====== VORLIEGENDES MATERIAL
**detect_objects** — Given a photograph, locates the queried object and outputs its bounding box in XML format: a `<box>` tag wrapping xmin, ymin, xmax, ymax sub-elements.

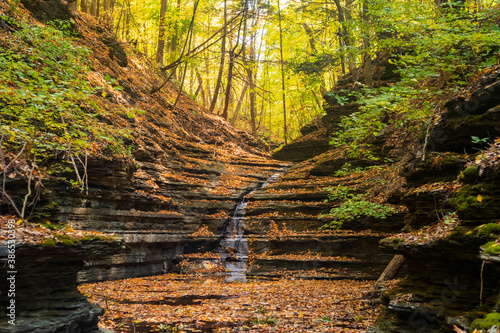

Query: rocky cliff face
<box><xmin>0</xmin><ymin>1</ymin><xmax>286</xmax><ymax>333</ymax></box>
<box><xmin>373</xmin><ymin>67</ymin><xmax>500</xmax><ymax>332</ymax></box>
<box><xmin>0</xmin><ymin>240</ymin><xmax>121</xmax><ymax>333</ymax></box>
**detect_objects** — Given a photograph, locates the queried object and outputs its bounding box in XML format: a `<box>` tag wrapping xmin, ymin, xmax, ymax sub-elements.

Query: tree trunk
<box><xmin>90</xmin><ymin>0</ymin><xmax>99</xmax><ymax>16</ymax></box>
<box><xmin>245</xmin><ymin>36</ymin><xmax>257</xmax><ymax>138</ymax></box>
<box><xmin>80</xmin><ymin>0</ymin><xmax>89</xmax><ymax>13</ymax></box>
<box><xmin>68</xmin><ymin>0</ymin><xmax>78</xmax><ymax>12</ymax></box>
<box><xmin>278</xmin><ymin>0</ymin><xmax>288</xmax><ymax>144</ymax></box>
<box><xmin>156</xmin><ymin>0</ymin><xmax>167</xmax><ymax>66</ymax></box>
<box><xmin>335</xmin><ymin>0</ymin><xmax>357</xmax><ymax>82</ymax></box>
<box><xmin>375</xmin><ymin>254</ymin><xmax>405</xmax><ymax>288</ymax></box>
<box><xmin>302</xmin><ymin>23</ymin><xmax>327</xmax><ymax>96</ymax></box>
<box><xmin>195</xmin><ymin>70</ymin><xmax>207</xmax><ymax>107</ymax></box>
<box><xmin>209</xmin><ymin>0</ymin><xmax>227</xmax><ymax>113</ymax></box>
<box><xmin>229</xmin><ymin>81</ymin><xmax>248</xmax><ymax>125</ymax></box>
<box><xmin>363</xmin><ymin>0</ymin><xmax>373</xmax><ymax>88</ymax></box>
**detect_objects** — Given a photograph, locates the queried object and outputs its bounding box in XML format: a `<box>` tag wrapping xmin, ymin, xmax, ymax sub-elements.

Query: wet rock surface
<box><xmin>0</xmin><ymin>240</ymin><xmax>122</xmax><ymax>333</ymax></box>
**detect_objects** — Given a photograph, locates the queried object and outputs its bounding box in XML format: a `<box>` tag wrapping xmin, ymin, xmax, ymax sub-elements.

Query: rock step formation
<box><xmin>0</xmin><ymin>240</ymin><xmax>121</xmax><ymax>333</ymax></box>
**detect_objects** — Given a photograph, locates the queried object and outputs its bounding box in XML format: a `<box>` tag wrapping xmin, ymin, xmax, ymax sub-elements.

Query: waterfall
<box><xmin>220</xmin><ymin>171</ymin><xmax>283</xmax><ymax>282</ymax></box>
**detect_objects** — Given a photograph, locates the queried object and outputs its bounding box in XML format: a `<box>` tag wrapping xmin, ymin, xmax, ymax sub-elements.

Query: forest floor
<box><xmin>80</xmin><ymin>274</ymin><xmax>380</xmax><ymax>333</ymax></box>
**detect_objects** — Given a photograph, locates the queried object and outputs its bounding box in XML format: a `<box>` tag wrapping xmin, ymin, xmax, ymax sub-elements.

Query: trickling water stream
<box><xmin>219</xmin><ymin>170</ymin><xmax>285</xmax><ymax>282</ymax></box>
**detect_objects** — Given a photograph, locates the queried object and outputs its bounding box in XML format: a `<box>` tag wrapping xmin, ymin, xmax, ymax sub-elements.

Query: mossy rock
<box><xmin>449</xmin><ymin>180</ymin><xmax>500</xmax><ymax>225</ymax></box>
<box><xmin>482</xmin><ymin>242</ymin><xmax>500</xmax><ymax>255</ymax></box>
<box><xmin>474</xmin><ymin>223</ymin><xmax>500</xmax><ymax>238</ymax></box>
<box><xmin>471</xmin><ymin>312</ymin><xmax>500</xmax><ymax>332</ymax></box>
<box><xmin>54</xmin><ymin>234</ymin><xmax>80</xmax><ymax>245</ymax></box>
<box><xmin>460</xmin><ymin>166</ymin><xmax>479</xmax><ymax>184</ymax></box>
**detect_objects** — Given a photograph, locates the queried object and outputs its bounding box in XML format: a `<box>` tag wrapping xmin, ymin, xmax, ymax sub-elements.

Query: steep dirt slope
<box><xmin>0</xmin><ymin>1</ymin><xmax>286</xmax><ymax>332</ymax></box>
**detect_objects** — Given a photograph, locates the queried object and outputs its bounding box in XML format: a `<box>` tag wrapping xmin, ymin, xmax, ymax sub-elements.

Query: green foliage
<box><xmin>290</xmin><ymin>53</ymin><xmax>339</xmax><ymax>75</ymax></box>
<box><xmin>471</xmin><ymin>312</ymin><xmax>500</xmax><ymax>332</ymax></box>
<box><xmin>471</xmin><ymin>135</ymin><xmax>489</xmax><ymax>143</ymax></box>
<box><xmin>334</xmin><ymin>163</ymin><xmax>380</xmax><ymax>177</ymax></box>
<box><xmin>42</xmin><ymin>238</ymin><xmax>56</xmax><ymax>247</ymax></box>
<box><xmin>54</xmin><ymin>234</ymin><xmax>80</xmax><ymax>245</ymax></box>
<box><xmin>483</xmin><ymin>242</ymin><xmax>500</xmax><ymax>255</ymax></box>
<box><xmin>443</xmin><ymin>212</ymin><xmax>458</xmax><ymax>224</ymax></box>
<box><xmin>322</xmin><ymin>185</ymin><xmax>394</xmax><ymax>230</ymax></box>
<box><xmin>330</xmin><ymin>1</ymin><xmax>500</xmax><ymax>157</ymax></box>
<box><xmin>474</xmin><ymin>223</ymin><xmax>500</xmax><ymax>238</ymax></box>
<box><xmin>0</xmin><ymin>22</ymin><xmax>128</xmax><ymax>161</ymax></box>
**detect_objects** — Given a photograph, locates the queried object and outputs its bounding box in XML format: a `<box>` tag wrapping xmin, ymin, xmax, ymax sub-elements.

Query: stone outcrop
============
**ARBEITSANWEISUNG:** Gib aus den Einträgen oben jede Zeile zurück, in der das Wort „Query“ vorkommt.

**LÖSUNG:**
Query: rocky cliff face
Query: tree trunk
Query: wet rock surface
Query: rock step formation
Query: waterfall
Query: forest floor
Query: trickling water stream
Query: mossy rock
Query: steep dirt slope
Query: green foliage
Query: stone outcrop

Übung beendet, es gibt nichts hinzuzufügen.